Like the State, Ralph defined terms without regard to reality. For example, his definition of what constitutes “adult” behavior bears no resemblance to what any sane and rational person would hold. His is the view the State holds of its citizens: basically helpless waifs who should be “allowed” to do whatever trivial things they want, like untrained children jumping up to pee at the slightest twinge of their bladders, as long as they submit to the “wise,” overall guidance of their masters. (Of course, this guy also constantly conflated “proprietary” with “for profit.” Go figure...)
Like the State, Ralph forbid his underlings, i.e., me, to set any reasonable standards for proper classroom behavior (e.g., not permitting students to come and go willy-nilly while I was lecturing, a behavior I found rude and disruptive to the flow of ideas I was presenting) while exempting himself from any such restrictions or rules, reserving the right to forbid specific behaviors he did not personally tolerate, e.g., “eating hamburgers” in class. Somehow, the former condition was not “treating them like adults” while the latter was consistent with his dictum.
Like the State, Ralph told me that “perception is reality.” (Compare this to politicos who maintain that “reality is negotiable.”) When various students complained that I “refused” to help them (they never asked); that I insulted them (they could not tell the difference between my phrase “it is important not to commit grammatical errors” and what they heard as “grammar school errors,” even though the latter had nothing to do with the topic I was discussing); that they didn’t understand paper requirements (they never read the assignment, never asked me to clarify any points, rarely took notes, and spent most of the class time surfing the Internet, a behavior I was not allowed to prohibit); Ralph automatically believed the students. Just as with the currently stupid and immoral laws regarding (nonphysical) sexual harassment and discrimination, the self-proclaimed “victims” and their beliefs were blindly held sacrosanct, while the “accused” was supposed to “prove” his innocence. Everyone’s “perception” is “reality,” of course...except the person who actually does perceive and state the reality of a situation.
Like the State, Ralph was taken aback when I dared directly disagree with the received-and-not-to-be-questioned wisdom. He held a blank stare of astonishment when I told him that, yes, everyone had opinions, but not all opinions were equally valuable, e.g., a white supremacist who “perceived” minorities as subhuman; or someone who “perceived” that gasoline made a refreshing dinner beverage. Reality didn’t care what their “perceptions” were; reality is what it is.
Like the State, Ralph was not happy when I did not immediately cower from the mere fact of “charges” leveled by members of a “favored” group. Like citizens trembling before the stern visage of the State, I was supposed to be contrite and beg for another chance, plead for forgiveness of my nonconforming behavior, accept that I was bad and in need of rehabilitation despite my lack of actual wrongdoing. Nor did he find it amusing when I told him that the “university’s” attendance policies accomplished nothing; that despite the rhetoric of penalties accruing from missed classes, students rarely if ever actually experienced negative consequences for their absences. Telling the emperor he has no clothes — whether the State or Ralph — is not something he wants to hear.

== The request ==
Please extend the essay comparing Ralph to the State, picking up after its final paragraph.

== Items ==
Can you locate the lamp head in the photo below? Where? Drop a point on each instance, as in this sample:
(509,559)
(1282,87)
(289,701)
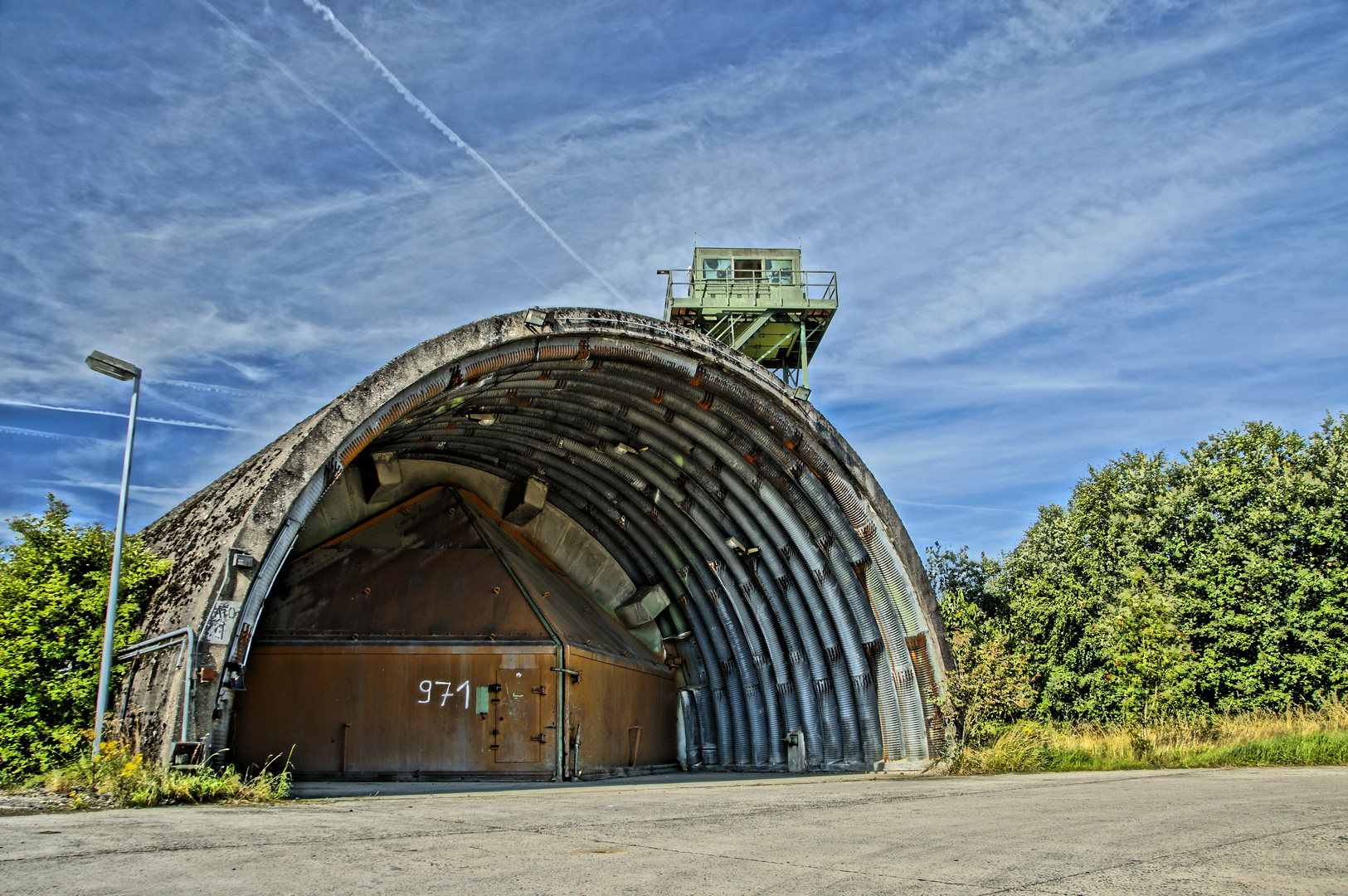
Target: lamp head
(108,365)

== Written response ==
Like the State, Ralph made a lot of promises, pretended that I was a valuable member of the “university,” asked me what I wanted to do, and told the students I had a “lot to offer” and so on. Then the next day he stabbed me in the back and asked me to resign from both of my classes after I had already agreed to his requirements for providing students time in class to work on their papers and letting them come and go as they pleased.
At least I was spared three more nights of dealing with idiots.
To be precise, I had one good student out of seventeen in my main class. The rest... At best, one or two were marginally qualified to be college students. The others deserved nothing more complicated than trade school. Some of them had not even been able to make it in the local community college...a place with no admission requirements for in-state students!
Consider some of their comments when the camel’s back broke and what I said or was thinking in response:
“You marked my paper that I had the wrong spacing between my name and page number! Why did you grade me down for that? Plus, you didn’t write anything about what I did wrong!”
I was supposed to teach APA style, so I indicated deviations. That, though, hardly led to your “D” grade. I guess you were too stupid to read the comments I made throughout your crappy paper, a paper that was primarily a personal essay rather than a research paper.
“I didn’t understand how to do references! You never covered it!”
Well, I handed out a sample paper that included examples of reference citations in the body; demonstrated how to format a paper; and showed how to do an APA reference page. I wrote examples on the board. I provided a whole list of URLs for sites explaining APA requirements. I asked the class how much I needed to cover APA issues and was told they already knew how to use APA guidelines based on an earlier English course they took.
“Why did you talk about astrology!”
I mentioned astronomy in an example, you frakking doofus.
“Why should I do an exercise if it’s not graded! It’s pointless!”
To practice how to do what you will be graded on later, you nitwit. What? You need external reinforcement like some infant or dog for every single action you perform? You can’t provide any internal motive power? You can’t do something simply because you might actually learn something new and expand your truncated mind?
“You don’t have any points for attendance! Why should I come to class when other people don’t show up at all or constantly leave early?”
I don’t compare you with other people to arrive at your grade. Plus, why worry about what other people are doing? Just do what you need to do. Even if there are no points involved, those who are absence will suffer because they will miss the information they need to do the papers properly and to pass the final exam.
“I got a bad grade on my paper!”
Then why did you write on the wrong topic, idiot? Why didn’t you hand in the major points as I asked you to do so I could see that you were on track? What the hell are you doing in a “university” class, anyway? You are barely literate.
“This isn’t the way my comp one teacher did it!”
This isn’t a composition one class, stupid. And I ain’t your comp one teacher. Get your head out of your heinie. I think that someone pretending to be a college student should actually be held to college level standards. Just because some other so-called teacher let you get away with crap does not mean I should or will pander to your lazy-ass self.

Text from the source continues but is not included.